→ Exercise objective: Every line of the material below that holds the string "follows" should be copied.
□ □ □
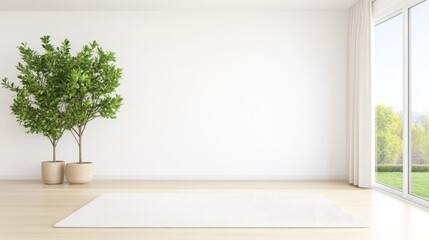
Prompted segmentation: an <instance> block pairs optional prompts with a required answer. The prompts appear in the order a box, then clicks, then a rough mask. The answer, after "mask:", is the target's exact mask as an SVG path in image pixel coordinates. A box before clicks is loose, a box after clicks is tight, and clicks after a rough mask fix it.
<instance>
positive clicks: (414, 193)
mask: <svg viewBox="0 0 429 240" xmlns="http://www.w3.org/2000/svg"><path fill="white" fill-rule="evenodd" d="M402 179H403V177H402V172H377V173H376V176H375V180H376V182H378V183H381V184H385V185H387V186H390V187H393V188H396V189H399V190H402ZM411 193H412V194H413V195H416V196H418V197H422V198H426V199H429V172H414V173H412V174H411Z"/></svg>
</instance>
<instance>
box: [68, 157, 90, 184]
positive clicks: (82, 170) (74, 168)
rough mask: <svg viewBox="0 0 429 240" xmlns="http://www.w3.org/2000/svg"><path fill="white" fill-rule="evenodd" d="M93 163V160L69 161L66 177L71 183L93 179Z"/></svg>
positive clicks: (82, 182)
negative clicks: (84, 161)
mask: <svg viewBox="0 0 429 240" xmlns="http://www.w3.org/2000/svg"><path fill="white" fill-rule="evenodd" d="M92 176H93V164H92V162H83V163H67V165H66V179H67V182H68V183H70V184H82V183H89V182H91V181H92Z"/></svg>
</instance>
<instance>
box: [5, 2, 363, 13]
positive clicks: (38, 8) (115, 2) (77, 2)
mask: <svg viewBox="0 0 429 240" xmlns="http://www.w3.org/2000/svg"><path fill="white" fill-rule="evenodd" d="M356 2H358V0H0V11H144V10H156V11H169V10H171V11H177V10H179V11H181V10H183V11H186V10H189V11H194V10H209V11H210V10H214V11H217V10H224V11H233V10H237V11H240V10H243V11H254V10H345V9H348V8H349V7H351V6H353V4H355V3H356Z"/></svg>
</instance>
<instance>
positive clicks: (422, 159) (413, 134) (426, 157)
mask: <svg viewBox="0 0 429 240" xmlns="http://www.w3.org/2000/svg"><path fill="white" fill-rule="evenodd" d="M428 125H429V124H428V121H427V119H426V121H425V123H421V124H413V125H412V126H411V159H412V162H413V163H415V164H422V163H429V127H428Z"/></svg>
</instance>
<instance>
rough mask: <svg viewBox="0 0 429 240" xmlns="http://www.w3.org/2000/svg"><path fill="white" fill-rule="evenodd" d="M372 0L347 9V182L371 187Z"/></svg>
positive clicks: (372, 168) (371, 139) (371, 172)
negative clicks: (347, 76)
mask: <svg viewBox="0 0 429 240" xmlns="http://www.w3.org/2000/svg"><path fill="white" fill-rule="evenodd" d="M371 11H372V9H371V0H361V1H360V2H358V3H357V4H356V5H354V6H353V7H352V8H350V10H349V14H350V30H349V31H350V32H349V62H348V160H349V183H350V184H353V185H356V186H358V187H365V188H370V187H372V178H373V164H372V144H373V138H372V130H371V129H372V121H371V119H372V106H371V28H372V23H371V22H372V20H371V19H372V17H371Z"/></svg>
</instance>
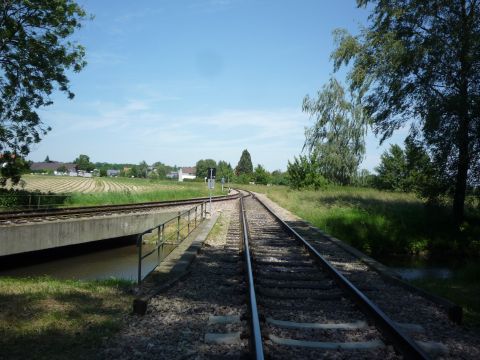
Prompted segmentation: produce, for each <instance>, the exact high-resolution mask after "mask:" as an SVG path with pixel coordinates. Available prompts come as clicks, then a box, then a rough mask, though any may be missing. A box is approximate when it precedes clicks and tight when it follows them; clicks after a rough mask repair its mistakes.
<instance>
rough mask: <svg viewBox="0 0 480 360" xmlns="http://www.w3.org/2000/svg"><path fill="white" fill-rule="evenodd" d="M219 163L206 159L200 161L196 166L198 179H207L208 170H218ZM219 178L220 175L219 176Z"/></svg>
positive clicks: (208, 159) (211, 160)
mask: <svg viewBox="0 0 480 360" xmlns="http://www.w3.org/2000/svg"><path fill="white" fill-rule="evenodd" d="M216 167H217V163H216V161H215V160H213V159H205V160H203V159H202V160H198V161H197V164H196V165H195V168H196V170H195V171H196V173H195V175H196V176H197V179H199V180H202V179H204V178H205V177H207V173H208V169H209V168H216ZM217 177H218V174H217Z"/></svg>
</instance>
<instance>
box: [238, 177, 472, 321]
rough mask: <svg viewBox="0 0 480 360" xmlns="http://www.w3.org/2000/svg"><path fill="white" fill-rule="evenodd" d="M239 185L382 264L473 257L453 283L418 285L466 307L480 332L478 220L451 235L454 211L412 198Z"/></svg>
mask: <svg viewBox="0 0 480 360" xmlns="http://www.w3.org/2000/svg"><path fill="white" fill-rule="evenodd" d="M239 187H241V188H245V189H248V190H252V191H256V192H260V193H264V194H266V195H267V196H268V197H269V198H270V199H272V200H273V201H275V202H276V203H278V204H279V205H281V206H282V207H284V208H286V209H288V210H290V211H291V212H292V213H294V214H296V215H297V216H299V217H300V218H302V219H305V220H307V221H309V222H310V223H312V224H313V225H315V226H316V227H318V228H320V229H322V230H324V231H325V232H326V233H328V234H330V235H333V236H335V237H337V238H339V239H341V240H343V241H345V242H348V243H350V244H351V245H352V246H354V247H356V248H357V249H359V250H361V251H363V252H365V253H367V254H370V255H372V256H373V257H374V258H375V259H377V260H379V261H380V262H382V260H383V259H385V257H386V256H394V255H396V254H411V253H418V252H424V251H426V252H429V253H430V254H431V255H433V256H434V257H438V258H440V259H441V258H442V257H443V259H445V258H447V257H448V258H451V257H456V258H457V259H460V260H461V261H462V262H465V259H466V258H469V257H470V258H471V260H472V263H473V264H474V265H472V264H469V265H468V266H465V267H462V268H461V269H458V270H456V269H454V276H453V277H452V278H450V279H433V278H426V279H423V280H417V281H415V282H414V284H415V285H417V286H419V287H421V288H424V289H425V290H427V291H430V292H432V293H434V294H437V295H439V296H442V297H445V298H447V299H450V300H451V301H453V302H454V303H456V304H458V305H460V306H462V307H463V308H464V316H465V324H466V325H467V326H473V327H476V328H480V265H479V264H476V263H474V262H475V261H477V262H478V257H479V254H480V235H479V233H480V226H479V225H478V218H476V219H474V220H473V221H472V222H470V223H468V224H466V225H465V227H464V228H465V230H464V233H463V234H458V233H455V232H454V231H452V228H453V226H452V219H451V216H450V213H449V209H447V208H445V207H428V206H426V205H425V204H424V203H423V202H422V201H421V200H420V199H418V198H417V197H415V196H414V195H413V194H405V193H391V192H384V191H378V190H374V189H365V188H348V187H329V188H325V189H322V190H319V191H309V190H303V191H297V190H291V189H289V188H287V187H282V186H271V187H266V186H243V185H242V186H239ZM465 244H468V245H467V247H465ZM461 250H463V251H461ZM450 260H451V259H450Z"/></svg>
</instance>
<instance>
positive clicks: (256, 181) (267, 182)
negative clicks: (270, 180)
mask: <svg viewBox="0 0 480 360" xmlns="http://www.w3.org/2000/svg"><path fill="white" fill-rule="evenodd" d="M270 179H271V176H270V173H269V172H268V171H267V170H265V168H264V167H263V166H262V165H260V164H259V165H257V167H256V168H255V170H254V172H253V181H255V184H261V185H267V184H268V183H270Z"/></svg>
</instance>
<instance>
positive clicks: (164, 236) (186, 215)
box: [137, 201, 207, 285]
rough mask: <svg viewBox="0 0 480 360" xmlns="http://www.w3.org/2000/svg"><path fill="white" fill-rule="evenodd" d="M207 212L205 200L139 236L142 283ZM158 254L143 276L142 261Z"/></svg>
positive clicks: (206, 202)
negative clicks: (148, 257)
mask: <svg viewBox="0 0 480 360" xmlns="http://www.w3.org/2000/svg"><path fill="white" fill-rule="evenodd" d="M206 214H207V202H206V201H204V202H202V203H201V204H198V205H196V206H194V207H192V208H191V209H189V210H186V211H183V212H179V213H178V215H177V216H175V217H173V218H171V219H170V220H167V221H165V222H164V223H161V224H159V225H157V226H155V227H153V228H150V229H148V230H145V231H144V232H143V233H141V234H138V236H137V248H138V277H137V282H138V284H139V285H140V284H141V283H142V279H143V278H144V277H146V276H148V275H149V274H150V273H151V272H152V271H154V270H155V269H156V268H157V267H158V266H159V265H160V263H161V262H162V260H164V259H165V258H166V257H167V256H168V254H170V253H171V252H172V251H173V250H174V249H175V248H176V247H177V246H178V245H179V244H181V243H182V241H183V240H185V239H186V237H187V236H188V235H190V233H191V232H192V231H193V230H194V229H195V228H196V227H197V226H198V225H199V224H200V223H201V222H202V221H203V220H204V219H205V217H206ZM144 245H146V246H149V248H150V249H149V250H148V251H147V253H145V254H143V248H144ZM155 253H156V255H157V259H156V260H157V262H156V264H155V266H154V267H153V269H150V270H149V271H148V272H147V273H146V274H145V275H144V276H142V275H143V274H142V261H143V260H144V259H146V258H147V257H149V256H151V255H154V254H155Z"/></svg>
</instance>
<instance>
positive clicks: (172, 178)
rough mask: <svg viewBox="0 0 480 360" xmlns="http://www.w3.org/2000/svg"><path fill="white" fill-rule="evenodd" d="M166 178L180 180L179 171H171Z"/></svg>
mask: <svg viewBox="0 0 480 360" xmlns="http://www.w3.org/2000/svg"><path fill="white" fill-rule="evenodd" d="M165 176H166V177H167V179H178V171H170V172H169V173H168V174H167V175H165Z"/></svg>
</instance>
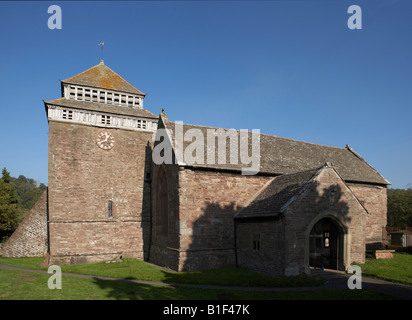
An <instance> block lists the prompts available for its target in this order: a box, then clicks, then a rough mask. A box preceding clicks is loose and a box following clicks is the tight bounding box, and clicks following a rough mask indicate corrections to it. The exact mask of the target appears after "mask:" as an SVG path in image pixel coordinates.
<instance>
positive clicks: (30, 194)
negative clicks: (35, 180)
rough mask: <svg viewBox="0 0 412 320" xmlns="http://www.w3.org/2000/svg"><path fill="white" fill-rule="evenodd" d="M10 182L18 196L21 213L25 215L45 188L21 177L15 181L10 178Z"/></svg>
mask: <svg viewBox="0 0 412 320" xmlns="http://www.w3.org/2000/svg"><path fill="white" fill-rule="evenodd" d="M11 181H12V182H13V184H14V187H15V188H16V192H17V194H18V196H19V199H20V205H21V208H22V213H23V215H25V214H26V213H27V212H28V211H30V209H31V208H32V207H33V206H34V204H35V203H36V201H37V199H38V198H39V197H40V195H41V194H42V193H43V191H44V190H45V189H46V186H45V185H44V184H43V183H41V184H40V185H38V183H37V181H35V180H33V179H30V178H26V177H25V176H23V175H20V176H19V177H18V178H17V179H16V178H11Z"/></svg>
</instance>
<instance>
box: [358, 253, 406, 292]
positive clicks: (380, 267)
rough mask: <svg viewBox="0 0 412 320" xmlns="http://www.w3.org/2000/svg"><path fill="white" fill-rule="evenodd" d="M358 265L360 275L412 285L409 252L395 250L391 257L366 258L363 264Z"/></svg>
mask: <svg viewBox="0 0 412 320" xmlns="http://www.w3.org/2000/svg"><path fill="white" fill-rule="evenodd" d="M358 265H359V266H360V267H361V269H362V275H365V276H373V277H376V278H380V279H384V280H388V281H391V282H395V283H403V284H408V285H412V255H411V254H407V253H397V252H395V253H394V254H393V258H392V259H374V258H368V259H366V263H365V264H358Z"/></svg>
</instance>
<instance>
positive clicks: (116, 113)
mask: <svg viewBox="0 0 412 320" xmlns="http://www.w3.org/2000/svg"><path fill="white" fill-rule="evenodd" d="M44 103H45V105H46V104H49V105H55V106H61V107H68V108H73V109H82V110H90V111H96V112H99V111H100V112H104V113H112V114H117V115H127V116H135V117H144V118H152V119H158V116H156V115H154V114H153V113H151V112H150V111H147V110H146V109H137V108H132V107H122V106H112V105H107V104H103V103H97V102H88V101H78V100H68V99H65V98H60V99H56V100H51V101H45V102H44ZM46 109H47V107H46Z"/></svg>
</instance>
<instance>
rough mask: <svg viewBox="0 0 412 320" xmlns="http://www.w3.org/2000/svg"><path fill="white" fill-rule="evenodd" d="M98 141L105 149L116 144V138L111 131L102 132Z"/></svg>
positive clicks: (111, 147) (98, 139) (98, 142)
mask: <svg viewBox="0 0 412 320" xmlns="http://www.w3.org/2000/svg"><path fill="white" fill-rule="evenodd" d="M96 143H97V145H98V146H99V147H100V148H102V149H104V150H109V149H111V148H113V146H114V138H113V136H112V135H111V134H110V133H108V132H102V133H100V134H99V136H98V137H97V139H96Z"/></svg>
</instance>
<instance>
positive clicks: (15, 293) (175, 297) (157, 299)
mask: <svg viewBox="0 0 412 320" xmlns="http://www.w3.org/2000/svg"><path fill="white" fill-rule="evenodd" d="M42 261H43V258H1V257H0V264H6V265H10V266H15V267H19V268H25V269H36V270H47V268H42V267H41V266H40V264H41V262H42ZM411 262H412V261H411V256H405V255H402V254H395V256H394V259H392V260H371V259H368V260H367V262H366V263H365V264H363V265H361V268H362V273H363V274H365V275H366V274H371V275H374V276H380V277H384V278H386V279H387V280H392V281H398V282H402V283H408V281H410V275H411V268H410V264H411ZM61 267H62V271H63V272H64V273H75V274H86V275H93V276H101V277H111V278H118V279H135V280H145V281H156V282H164V283H182V284H184V283H186V284H187V283H190V284H209V285H210V284H212V285H228V286H253V287H299V286H305V287H308V286H316V285H320V284H323V283H324V282H323V280H320V279H316V278H314V277H310V276H298V277H279V278H276V277H269V276H265V275H262V274H258V273H254V272H250V271H246V270H242V269H236V268H231V269H218V270H205V271H192V272H179V273H177V272H173V271H170V270H166V269H163V268H159V267H157V266H154V265H152V264H149V263H146V262H143V261H140V260H136V259H125V260H123V262H117V263H95V264H83V265H63V266H61ZM394 268H395V269H396V268H399V269H401V270H398V271H395V270H394ZM378 271H379V272H378ZM50 276H51V275H49V274H41V273H33V272H28V271H27V272H26V271H18V270H5V269H3V270H0V300H220V299H224V300H383V299H393V298H394V297H391V296H387V295H383V294H380V293H377V292H373V291H367V290H349V289H348V290H328V291H324V290H319V291H313V292H312V291H306V292H301V291H299V292H298V291H293V290H291V291H283V292H259V291H238V290H219V289H204V288H202V289H200V288H192V287H184V286H179V285H162V286H156V285H145V284H137V283H132V282H125V281H108V280H99V279H97V278H88V279H85V278H77V277H72V276H63V278H62V289H61V290H58V289H55V290H51V289H49V288H48V286H47V281H48V279H49V277H50Z"/></svg>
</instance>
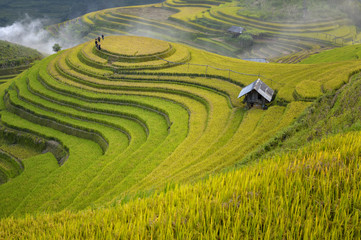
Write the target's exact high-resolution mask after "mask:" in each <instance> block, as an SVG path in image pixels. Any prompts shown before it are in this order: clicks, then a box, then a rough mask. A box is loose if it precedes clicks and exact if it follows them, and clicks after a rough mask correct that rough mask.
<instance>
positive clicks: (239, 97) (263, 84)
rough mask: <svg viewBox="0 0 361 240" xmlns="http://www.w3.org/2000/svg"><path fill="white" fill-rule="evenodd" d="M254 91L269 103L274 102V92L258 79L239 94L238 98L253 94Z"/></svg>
mask: <svg viewBox="0 0 361 240" xmlns="http://www.w3.org/2000/svg"><path fill="white" fill-rule="evenodd" d="M252 90H256V91H257V92H258V93H259V94H261V95H262V96H263V97H264V98H265V99H266V100H267V101H268V102H270V101H271V100H272V97H273V94H274V90H273V89H272V88H270V87H269V86H267V84H265V83H264V82H262V81H261V79H259V78H258V79H257V80H256V81H254V82H253V83H251V84H250V85H248V86H246V87H244V88H243V89H242V91H241V92H240V93H239V95H238V98H240V97H242V96H244V95H246V94H247V93H249V92H251V91H252Z"/></svg>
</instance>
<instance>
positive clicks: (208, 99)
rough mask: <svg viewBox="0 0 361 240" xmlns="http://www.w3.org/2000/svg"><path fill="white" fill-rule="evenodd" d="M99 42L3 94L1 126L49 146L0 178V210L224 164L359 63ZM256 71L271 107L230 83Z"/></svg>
mask: <svg viewBox="0 0 361 240" xmlns="http://www.w3.org/2000/svg"><path fill="white" fill-rule="evenodd" d="M101 46H102V50H101V51H99V50H98V49H96V48H95V45H94V42H93V41H90V42H87V43H84V44H81V45H79V46H77V47H74V48H72V49H69V50H66V51H62V52H60V53H59V54H56V55H53V56H50V57H48V58H46V59H44V60H43V61H41V62H40V63H38V64H36V65H35V66H34V67H32V68H31V69H30V70H28V71H27V72H25V73H24V74H22V75H20V76H19V77H18V78H17V79H16V80H15V81H14V83H13V84H11V86H10V87H9V88H8V89H7V90H6V91H5V92H4V93H3V97H1V99H2V100H1V109H2V112H1V124H2V125H3V127H4V129H6V130H7V131H9V130H11V131H21V132H27V133H28V134H30V135H32V136H33V138H32V139H42V140H36V141H43V143H44V144H43V145H42V146H43V151H45V150H46V149H48V151H50V152H51V153H53V154H49V153H47V154H46V155H39V156H37V157H33V158H29V159H27V160H26V161H24V162H23V164H24V166H25V170H24V172H23V173H22V174H21V175H20V176H18V177H16V178H14V179H12V180H11V181H9V182H8V183H6V184H3V185H1V186H0V216H2V217H5V216H9V215H14V216H18V215H23V214H24V213H37V212H41V211H60V210H64V209H72V210H78V209H84V208H87V207H90V206H92V207H96V206H104V205H106V204H112V203H117V202H118V201H120V200H124V199H127V198H129V196H132V195H134V194H137V193H139V192H143V193H147V192H152V191H154V190H159V189H162V188H164V187H165V186H166V185H167V184H169V183H186V182H192V181H196V180H199V179H201V178H204V177H205V176H207V175H209V174H213V173H217V172H220V171H222V169H224V168H225V167H229V166H233V165H234V164H235V163H237V162H242V159H243V158H244V157H245V156H246V155H248V154H249V153H251V152H253V151H255V150H257V149H258V147H260V146H261V145H262V144H264V143H266V142H268V141H269V140H271V139H272V137H273V136H274V135H275V134H277V132H279V131H282V130H283V129H284V128H286V127H288V126H289V125H290V124H292V122H293V121H294V120H295V119H296V118H297V117H298V116H299V115H300V114H301V113H302V112H303V111H304V109H305V108H307V107H308V106H309V105H310V104H311V102H312V101H314V100H315V99H316V98H318V97H320V96H321V95H323V91H326V90H334V89H337V88H340V87H341V86H342V85H343V84H344V83H346V82H348V80H349V77H350V76H351V75H352V74H353V73H355V72H357V71H359V70H360V64H359V63H360V62H359V61H344V62H338V63H323V64H312V65H282V64H262V63H252V62H247V61H242V60H237V59H232V58H227V57H223V56H219V55H216V54H212V53H207V52H204V51H201V50H197V49H193V48H190V47H186V46H184V45H180V44H175V43H169V42H165V41H160V40H156V39H151V38H140V37H134V36H121V37H119V36H118V37H116V36H114V37H108V36H107V37H106V38H105V39H104V40H102V41H101ZM147 46H152V47H151V48H150V47H147ZM258 77H261V78H262V80H264V81H265V82H266V83H267V84H269V85H270V86H271V87H272V88H274V89H275V90H277V96H276V98H275V101H274V104H272V105H271V106H270V108H269V109H268V110H267V111H264V110H261V109H251V110H249V111H246V109H245V108H244V105H243V104H242V102H241V101H240V100H239V99H237V96H238V93H239V91H240V90H241V88H242V87H243V86H245V85H247V84H249V83H251V82H253V81H255V80H256V79H257V78H258ZM54 142H55V143H57V145H56V147H55V150H54V147H52V148H50V147H49V144H50V143H51V144H52V145H51V144H50V145H51V146H54V144H55V143H54ZM47 146H48V147H47Z"/></svg>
□ □ □
→ Reply to the task:
Prompted segmentation: produce, for each <instance>, the exact high-resolution mask after "mask:" as an SVG path with pixel coordinates. Available prompts come as clicks, then a box, then a rough mask, though any may be missing. A box is approximate when it precedes clicks and tight when it follows them; clicks after a rough mask repair its mistakes.
Write the target's exact high-resolution mask after "mask:" in each <instance> block, as an SVG path in image pixels. Any prompts shown before it are in this order: clicks, then a box, then a rough mask. A box is loose if it precedes clicks and exact if it follows them, and clicks after a rough mask correct that rough mask.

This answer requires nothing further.